- Exercise directions
The listing below should be reproduced precisely, except for its images.

- Working data
= = = = =

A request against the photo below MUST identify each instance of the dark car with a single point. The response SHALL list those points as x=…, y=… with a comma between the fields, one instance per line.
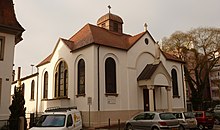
x=204, y=119
x=187, y=120
x=153, y=121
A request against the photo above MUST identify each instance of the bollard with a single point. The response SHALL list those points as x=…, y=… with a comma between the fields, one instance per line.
x=119, y=124
x=109, y=123
x=21, y=123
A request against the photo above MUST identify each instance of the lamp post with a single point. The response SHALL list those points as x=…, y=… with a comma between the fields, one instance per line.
x=32, y=66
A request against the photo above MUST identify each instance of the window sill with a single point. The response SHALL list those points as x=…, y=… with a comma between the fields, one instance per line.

= = = = =

- Task solution
A request against the photo below MUST identify each instance of the dark car with a single point. The response SHALL list those points as x=…, y=… with a comma between the fields, one instance per line.
x=204, y=119
x=187, y=120
x=153, y=121
A request against the photo above MUST identify each instance of the bollard with a single point. The response SHALL list those points as x=…, y=… with a comma between the fields, one instance per line.
x=119, y=124
x=109, y=123
x=21, y=123
A request against the photo above MUST identify each instance of the lamp post with a single point. The response SHALL list those points as x=…, y=… with a comma between the fields, one instance per line.
x=32, y=66
A request against the photo above MUST identify each instance of the window sill with a single point. The response SHALL list those points as x=…, y=… with a comma between the fields, one instance per line.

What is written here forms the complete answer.